Gestellte Aufgabe A: Hol aus den Einträgen unten jede Zeile heraus, in der das Wort „earlobe“ steht.
═══ Vorliegender Text
Es gibt Filme, da möchte man die Zeit am Liebsten etwas schneller drehen. Und auch Hörbücher haben manchmal so ihre Längen, in denen man dem Sprecher gerne mal Beine machen würde. In der Welt der mechanischen Datenträger wie VHS- und Audio-Kassette, CD oder DVD, ging das über den schnellen Vorlauf – allerdings Technik bedingt mit nervigem Ton oder gar stumm und großen, holprigen Bildsprüngen.
Die Streamingtechnologie von heute bietet da mittlerweile mehr Möglichkeiten: mit der richtigen App spielt man Video- und Audiodateien nach Belieben schneller oder auch langsamer ab. Und zwar so, dass man trotzdem noch alles mitbekommt.
Möglich macht es die digitale Technik. Damit beschleunigtes Abspielen nicht in einer Mickey-Maus-Stimme und springenden Bildern endet, speichert der Player während der Wiedergabe die Video- und Audiodaten zwischen und schneidet sich wiederholende Audiofrequenzen im Millisekundenbereich heraus, und zwar umso häufiger, je schneller der Vorlauf sein soll. Anschließend werden die Reste über mathematische Algorithmen wieder miteinander verbunden, sodass die Tonhöhe erhalten bleibt. Der Zuhörer merkt davon nichts, außer dass der Ton jetzt schneller läuft. Ähnlich läuft es bei der Zeitkomprimierung des Videomaterials, wo unter anderem identische Einzelbilder herausgeschnitten werden.
══════
═══ Erfasste Daten
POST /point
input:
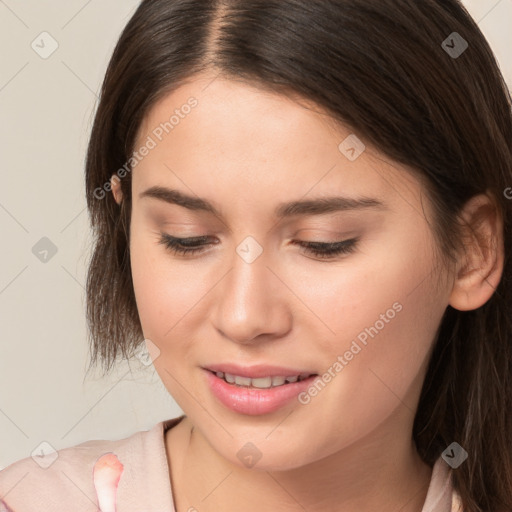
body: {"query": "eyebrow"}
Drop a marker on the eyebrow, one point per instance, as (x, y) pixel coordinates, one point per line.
(318, 206)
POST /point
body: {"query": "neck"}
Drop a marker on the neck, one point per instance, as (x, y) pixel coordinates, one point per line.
(381, 472)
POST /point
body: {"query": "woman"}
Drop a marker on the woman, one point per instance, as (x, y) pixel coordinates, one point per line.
(302, 211)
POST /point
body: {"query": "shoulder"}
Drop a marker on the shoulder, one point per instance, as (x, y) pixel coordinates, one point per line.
(63, 480)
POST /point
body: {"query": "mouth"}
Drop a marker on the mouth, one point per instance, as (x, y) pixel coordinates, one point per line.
(258, 395)
(261, 382)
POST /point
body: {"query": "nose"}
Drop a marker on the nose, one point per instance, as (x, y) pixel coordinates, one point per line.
(252, 303)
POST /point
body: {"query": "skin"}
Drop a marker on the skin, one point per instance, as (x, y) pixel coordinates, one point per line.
(350, 449)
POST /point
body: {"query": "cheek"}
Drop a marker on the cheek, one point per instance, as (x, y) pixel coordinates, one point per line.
(384, 314)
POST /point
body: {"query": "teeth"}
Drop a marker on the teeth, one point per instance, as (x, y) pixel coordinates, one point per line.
(261, 382)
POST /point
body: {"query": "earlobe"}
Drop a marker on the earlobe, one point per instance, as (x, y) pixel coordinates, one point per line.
(115, 185)
(481, 264)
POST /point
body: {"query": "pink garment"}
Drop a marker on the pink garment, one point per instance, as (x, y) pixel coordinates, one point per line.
(144, 484)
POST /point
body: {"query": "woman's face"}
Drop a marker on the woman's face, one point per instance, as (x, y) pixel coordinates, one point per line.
(364, 320)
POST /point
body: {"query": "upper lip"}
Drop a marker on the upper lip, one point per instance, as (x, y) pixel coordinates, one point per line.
(257, 371)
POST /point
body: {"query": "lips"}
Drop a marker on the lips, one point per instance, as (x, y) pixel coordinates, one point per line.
(259, 371)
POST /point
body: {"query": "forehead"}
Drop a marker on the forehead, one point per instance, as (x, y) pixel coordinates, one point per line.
(240, 139)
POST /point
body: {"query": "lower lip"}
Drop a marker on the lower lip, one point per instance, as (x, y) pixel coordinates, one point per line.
(254, 401)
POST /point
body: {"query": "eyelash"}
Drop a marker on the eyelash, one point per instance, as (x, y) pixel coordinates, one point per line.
(323, 250)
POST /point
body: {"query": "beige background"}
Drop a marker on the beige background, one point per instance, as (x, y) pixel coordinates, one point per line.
(47, 107)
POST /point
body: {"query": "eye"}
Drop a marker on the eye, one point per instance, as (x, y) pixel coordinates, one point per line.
(196, 245)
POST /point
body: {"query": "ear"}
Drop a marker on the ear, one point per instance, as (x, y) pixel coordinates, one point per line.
(479, 269)
(115, 185)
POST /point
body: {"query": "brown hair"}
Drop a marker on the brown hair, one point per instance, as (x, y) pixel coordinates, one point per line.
(381, 68)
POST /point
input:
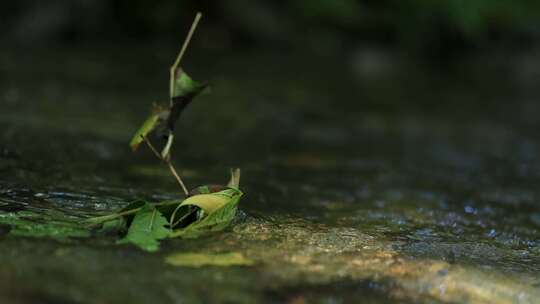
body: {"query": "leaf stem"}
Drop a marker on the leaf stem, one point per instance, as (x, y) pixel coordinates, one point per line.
(167, 161)
(181, 54)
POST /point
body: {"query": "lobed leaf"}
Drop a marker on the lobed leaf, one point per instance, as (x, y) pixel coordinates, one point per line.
(146, 229)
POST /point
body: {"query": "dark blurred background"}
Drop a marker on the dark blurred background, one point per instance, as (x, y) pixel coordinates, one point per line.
(371, 38)
(426, 29)
(320, 69)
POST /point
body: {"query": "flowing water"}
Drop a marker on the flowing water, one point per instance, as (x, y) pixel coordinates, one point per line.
(402, 185)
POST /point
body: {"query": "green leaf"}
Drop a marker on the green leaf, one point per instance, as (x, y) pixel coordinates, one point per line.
(185, 89)
(191, 259)
(147, 228)
(147, 127)
(184, 85)
(219, 208)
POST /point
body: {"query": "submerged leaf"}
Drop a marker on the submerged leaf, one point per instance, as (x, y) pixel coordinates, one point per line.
(147, 228)
(220, 210)
(208, 259)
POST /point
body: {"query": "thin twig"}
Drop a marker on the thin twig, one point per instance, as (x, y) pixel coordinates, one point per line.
(151, 147)
(181, 54)
(178, 179)
(169, 164)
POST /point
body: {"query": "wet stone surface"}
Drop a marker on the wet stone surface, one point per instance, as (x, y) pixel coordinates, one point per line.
(352, 190)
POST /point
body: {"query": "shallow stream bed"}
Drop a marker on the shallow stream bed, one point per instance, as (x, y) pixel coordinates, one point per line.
(394, 187)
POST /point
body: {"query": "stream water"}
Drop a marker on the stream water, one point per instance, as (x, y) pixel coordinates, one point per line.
(406, 185)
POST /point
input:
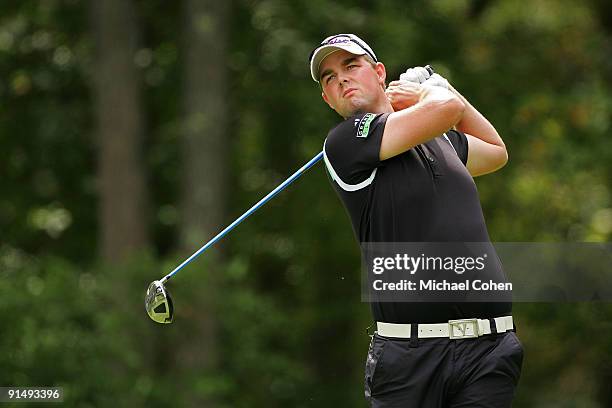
══════
Gestellte Aufgabe B:
Beantworte zum Text oben über schnelleres Abspielen diese Fragen:
(i) Welche mechanischen Datenträger werden genannt?
(ii) Was braucht man heute laut Text, um Video- und Audiodateien schneller oder langsamer abzuspielen?
(iii) Was wird bei der Zeitkomprimierung von Videomaterial unter anderem herausgeschnitten?

Endgültige Antwort A:
body: {"query": "earlobe"}
Drop a marker on the earlobe, one point per instance, as (x, y) pixel coordinates, one point per line.

Endgültige Antwort B:
(i) VHS- und Audio-Kassette, CD und DVD
(ii) Die richtige App
(iii) Identische Einzelbilder